=== Problem statement ===
Nothing left out, nothing added: return the full set of records.

Point localization data
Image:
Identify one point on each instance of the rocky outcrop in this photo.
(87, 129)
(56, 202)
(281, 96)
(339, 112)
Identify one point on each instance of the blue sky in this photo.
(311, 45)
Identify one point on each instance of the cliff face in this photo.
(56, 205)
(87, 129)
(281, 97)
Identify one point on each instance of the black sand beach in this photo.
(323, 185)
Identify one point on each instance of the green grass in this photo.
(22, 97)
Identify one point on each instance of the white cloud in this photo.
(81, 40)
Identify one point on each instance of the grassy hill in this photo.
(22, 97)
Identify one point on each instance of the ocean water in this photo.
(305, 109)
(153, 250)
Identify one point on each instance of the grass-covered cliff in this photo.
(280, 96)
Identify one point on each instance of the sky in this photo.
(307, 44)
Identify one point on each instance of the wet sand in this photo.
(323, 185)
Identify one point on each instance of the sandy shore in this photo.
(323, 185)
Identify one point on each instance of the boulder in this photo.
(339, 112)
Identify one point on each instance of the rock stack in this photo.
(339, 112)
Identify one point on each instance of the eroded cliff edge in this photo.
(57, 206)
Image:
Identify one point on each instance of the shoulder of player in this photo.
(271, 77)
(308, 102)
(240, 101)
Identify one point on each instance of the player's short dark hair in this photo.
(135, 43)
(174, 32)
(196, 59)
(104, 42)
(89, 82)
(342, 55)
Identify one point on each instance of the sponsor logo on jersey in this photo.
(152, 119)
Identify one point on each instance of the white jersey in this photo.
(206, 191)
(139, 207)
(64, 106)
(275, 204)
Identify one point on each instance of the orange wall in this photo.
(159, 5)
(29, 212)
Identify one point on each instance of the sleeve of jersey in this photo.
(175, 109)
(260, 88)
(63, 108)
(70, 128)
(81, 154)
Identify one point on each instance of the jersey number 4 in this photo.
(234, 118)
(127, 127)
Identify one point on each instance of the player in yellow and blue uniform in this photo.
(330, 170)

=== Your response ===
Image:
Identify one point on each instance of the rocky outcrop in this photo.
(87, 129)
(56, 202)
(281, 96)
(339, 112)
Identify one point on each instance of the blue sky in this photo.
(311, 45)
Identify one point on each instance of the cliff face in this photo.
(56, 205)
(87, 129)
(281, 97)
Identify one point on each instance of the black sand beach in this photo.
(323, 185)
Identify one point on each instance of the green grass in this photo.
(22, 97)
Identify one point on each instance of the white cloud in this photo.
(81, 40)
Identify one point on each instance of the grassy hill in this photo.
(22, 97)
Identify one point on each instance of the ocean water in this photo.
(305, 109)
(153, 250)
Identify one point on each instance of the grass-covered cliff in this photo.
(280, 96)
Identify one point on each instance of the sky in this photo.
(307, 44)
Identify one point on each instance of the wet sand in this photo.
(323, 185)
Identify one point on each instance of the sandy shore in this photo.
(323, 185)
Identify one point on each instance of the boulder in this photo.
(339, 112)
Identify one point on each instance of the rock stack in this photo.
(339, 112)
Identify one point on each instance of the eroded cliff edge in this photo.
(57, 206)
Image:
Identify one point on each instance of the shoulder of player in this photo.
(271, 77)
(308, 102)
(240, 101)
Identify one point on each instance of the player's short dark hair in this photo.
(135, 43)
(174, 32)
(196, 59)
(104, 42)
(89, 82)
(342, 55)
Identify one point on each instance of the sponsor logo on jersey in this photo.
(152, 119)
Identify one point on each instance of the white jersey in this photo.
(206, 191)
(139, 207)
(64, 106)
(275, 204)
Identify one point on each instance of the orange wall in this photo.
(159, 5)
(29, 212)
Identify one point on each instance of the sleeve of jersey in this photo.
(175, 109)
(260, 88)
(63, 108)
(70, 128)
(81, 154)
Identify one point on each instance of the jersey number 4 in this photo.
(234, 118)
(127, 127)
Identify one point on each instance of the player in yellow and blue uniform in this photo.
(330, 170)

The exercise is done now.